▶ **Your tasks**
[A] Answer these from the passage on Japan's reopening to tourists:
(i) Up to what share of the guests at Arata Sawa's inn were foreign tourists before the pandemic?
(ii) Since when have only packaged tours been allowed?
(iii) To what level has the yen slid?
[B] Extend the passage on Japan's reopening to tourists by writing what comes after its final sentence.

▶ **Given text**
=== Section Start ===

As Japan throws open its doors to visitors this week after more than two years of pandemic isolation, hopes for a tourism boom face tough headwinds amid shuttered shops and a shortage of hospitality workers.
From Tuesday, Japan will reinstate visa-free travel to dozens of countries, ending some of the world's strictest border controls to slow the spread of COVID-19. Prime Minister Fumio Kishida is counting on tourism to help invigorate the economy and reap some benefits from the yen's slide to a 24-year low.
Arata Sawa is among those eager for the return of foreign tourists, who previously comprised up to 90% of the guests at his traditional inn.
"I'm hoping and anticipating that a lot of foreigners will come to Japan, just like before COVID," said Sawa, the third-generation owner of the Sawanoya ryokan in Tokyo.
Japan kept its borders closed to most foreign travelers during much of the pandemic. Only packaged tours have been allowed since June.

=== Section End ===

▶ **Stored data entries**
=== Section Start ===

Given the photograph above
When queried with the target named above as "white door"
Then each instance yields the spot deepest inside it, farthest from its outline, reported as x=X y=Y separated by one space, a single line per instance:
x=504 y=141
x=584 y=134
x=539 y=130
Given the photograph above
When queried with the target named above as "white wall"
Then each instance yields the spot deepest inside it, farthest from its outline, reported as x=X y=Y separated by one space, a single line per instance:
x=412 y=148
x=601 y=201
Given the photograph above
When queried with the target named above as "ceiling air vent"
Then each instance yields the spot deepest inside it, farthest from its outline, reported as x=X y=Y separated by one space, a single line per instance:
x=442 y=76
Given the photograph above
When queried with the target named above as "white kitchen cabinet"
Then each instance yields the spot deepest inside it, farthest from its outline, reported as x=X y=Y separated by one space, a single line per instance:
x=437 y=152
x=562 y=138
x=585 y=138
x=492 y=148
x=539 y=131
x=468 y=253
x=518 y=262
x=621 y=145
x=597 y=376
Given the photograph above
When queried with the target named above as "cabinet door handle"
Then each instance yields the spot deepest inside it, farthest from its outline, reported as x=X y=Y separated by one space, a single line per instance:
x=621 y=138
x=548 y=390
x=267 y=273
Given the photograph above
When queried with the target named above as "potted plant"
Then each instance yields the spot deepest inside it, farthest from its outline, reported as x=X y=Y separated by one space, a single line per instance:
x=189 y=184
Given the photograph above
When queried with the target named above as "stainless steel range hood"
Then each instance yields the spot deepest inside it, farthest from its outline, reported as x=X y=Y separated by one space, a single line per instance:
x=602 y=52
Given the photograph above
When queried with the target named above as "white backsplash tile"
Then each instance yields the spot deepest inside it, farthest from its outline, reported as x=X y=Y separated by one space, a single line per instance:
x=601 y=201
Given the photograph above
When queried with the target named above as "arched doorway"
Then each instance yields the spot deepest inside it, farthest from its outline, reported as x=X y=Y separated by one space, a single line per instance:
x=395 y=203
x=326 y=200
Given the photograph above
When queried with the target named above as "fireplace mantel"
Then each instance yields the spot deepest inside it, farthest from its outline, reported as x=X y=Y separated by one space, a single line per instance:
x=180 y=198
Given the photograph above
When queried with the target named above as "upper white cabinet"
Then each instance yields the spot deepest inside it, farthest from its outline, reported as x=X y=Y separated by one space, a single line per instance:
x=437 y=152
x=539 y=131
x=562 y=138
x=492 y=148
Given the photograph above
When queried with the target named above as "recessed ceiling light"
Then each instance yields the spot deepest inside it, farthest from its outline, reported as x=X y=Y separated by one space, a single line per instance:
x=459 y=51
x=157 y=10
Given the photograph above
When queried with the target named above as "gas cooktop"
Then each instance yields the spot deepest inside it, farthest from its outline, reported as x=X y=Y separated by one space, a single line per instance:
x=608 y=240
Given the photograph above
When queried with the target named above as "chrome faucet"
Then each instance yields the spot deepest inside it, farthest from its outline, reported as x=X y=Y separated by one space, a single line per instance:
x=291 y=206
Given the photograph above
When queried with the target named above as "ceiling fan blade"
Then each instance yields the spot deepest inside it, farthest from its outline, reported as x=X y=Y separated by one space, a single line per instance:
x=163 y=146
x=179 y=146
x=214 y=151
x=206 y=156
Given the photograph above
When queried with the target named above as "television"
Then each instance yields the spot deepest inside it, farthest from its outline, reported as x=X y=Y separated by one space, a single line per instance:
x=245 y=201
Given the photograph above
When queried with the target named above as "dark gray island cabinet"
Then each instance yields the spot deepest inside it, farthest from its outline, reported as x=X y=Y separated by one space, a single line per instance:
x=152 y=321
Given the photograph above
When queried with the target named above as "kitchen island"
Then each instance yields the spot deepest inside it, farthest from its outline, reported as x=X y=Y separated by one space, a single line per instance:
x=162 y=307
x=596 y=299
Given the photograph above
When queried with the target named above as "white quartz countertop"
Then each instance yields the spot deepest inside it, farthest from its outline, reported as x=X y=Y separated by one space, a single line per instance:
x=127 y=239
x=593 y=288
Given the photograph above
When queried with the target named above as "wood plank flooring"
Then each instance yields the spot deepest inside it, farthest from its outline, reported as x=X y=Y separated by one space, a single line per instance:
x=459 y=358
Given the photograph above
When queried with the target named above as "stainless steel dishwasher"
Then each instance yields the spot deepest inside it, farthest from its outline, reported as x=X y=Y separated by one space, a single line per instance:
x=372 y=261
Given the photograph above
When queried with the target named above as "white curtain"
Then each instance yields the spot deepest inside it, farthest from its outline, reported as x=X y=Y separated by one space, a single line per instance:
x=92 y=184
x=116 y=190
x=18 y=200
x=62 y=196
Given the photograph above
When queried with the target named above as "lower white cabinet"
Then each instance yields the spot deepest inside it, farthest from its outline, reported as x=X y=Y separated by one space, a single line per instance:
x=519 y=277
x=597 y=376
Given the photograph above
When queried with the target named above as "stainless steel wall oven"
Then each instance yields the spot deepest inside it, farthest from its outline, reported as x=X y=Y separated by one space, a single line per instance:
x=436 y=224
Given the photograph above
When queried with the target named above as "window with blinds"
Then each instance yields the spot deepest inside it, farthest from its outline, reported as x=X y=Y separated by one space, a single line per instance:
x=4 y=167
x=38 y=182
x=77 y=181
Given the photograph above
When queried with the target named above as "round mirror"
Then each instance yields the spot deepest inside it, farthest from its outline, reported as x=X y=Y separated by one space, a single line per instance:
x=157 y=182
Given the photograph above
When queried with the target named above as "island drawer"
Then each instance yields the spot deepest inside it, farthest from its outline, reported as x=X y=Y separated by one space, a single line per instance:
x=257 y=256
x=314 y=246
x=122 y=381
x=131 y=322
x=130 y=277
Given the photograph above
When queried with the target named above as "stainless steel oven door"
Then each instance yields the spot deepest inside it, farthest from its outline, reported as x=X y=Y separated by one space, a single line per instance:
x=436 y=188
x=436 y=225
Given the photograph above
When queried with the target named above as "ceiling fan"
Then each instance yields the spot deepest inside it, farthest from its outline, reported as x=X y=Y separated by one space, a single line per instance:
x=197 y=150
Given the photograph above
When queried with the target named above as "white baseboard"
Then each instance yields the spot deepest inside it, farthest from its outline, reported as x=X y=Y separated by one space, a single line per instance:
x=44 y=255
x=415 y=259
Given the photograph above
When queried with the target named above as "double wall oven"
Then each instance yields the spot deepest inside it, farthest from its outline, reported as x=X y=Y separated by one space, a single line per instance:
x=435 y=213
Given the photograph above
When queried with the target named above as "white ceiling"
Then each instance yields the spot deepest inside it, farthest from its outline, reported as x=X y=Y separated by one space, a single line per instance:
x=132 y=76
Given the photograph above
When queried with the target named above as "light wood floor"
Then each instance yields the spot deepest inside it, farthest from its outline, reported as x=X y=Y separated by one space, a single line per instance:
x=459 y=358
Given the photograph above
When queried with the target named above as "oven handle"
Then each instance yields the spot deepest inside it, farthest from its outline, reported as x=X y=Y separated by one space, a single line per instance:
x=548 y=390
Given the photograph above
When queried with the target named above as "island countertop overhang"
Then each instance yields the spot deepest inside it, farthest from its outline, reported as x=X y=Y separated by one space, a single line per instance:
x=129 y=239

=== Section End ===

▶ **Task responses**
[A]
(i) Up to 90%.
(ii) Since June.
(iii) A 24-year low.

[B]
Just over half a million visitors have come to Japan so far in 2022, compared with a record 31.8 million in 2019. The government had a goal of 40 million in 2020 timed with the Summer Olympics until both were upended by the coronavirus.
Kishida said last week the government is aiming to attract 5 trillion yen ($34.5 billion) in annual tourist spending. But that goal may be too ambitious for a sector that has atrophied during the pandemic. Hotel employment slumped 22% between 2019 and 2021, according to government data.
Spending from overseas visitors will reach only 2.1 trillion yen by 2023 and won't exceed pre-COVID-19 levels until 2025, wrote Nomura Research Institute economist Takahide Kiuchi in a report.
Flag carrier Japan Airlines Co has seen inbound bookings triple since the border easing announcement, president Yuji Akasaka said last week, according to the Nikkei newspaper. Even so, international travel demand won't fully recover until around 2025, he added.
Narita Airport, Japan's biggest international airport some 70 kilometers (around 40 miles) from Tokyo, remains eerily quiet, with about half of its 260 shops and restaurants shuttered.
"It's like half a ghost town," said 70-year-old Maria Satherley from New Zealand, gesturing at the Terminal 1 departure area.
Satherley, whose son lives on the northern island of Hokkaido, said she would like to return with her granddaughter this winter but probably won't because the child is too young to be vaccinated, a prerequisite for tourists entering Japan.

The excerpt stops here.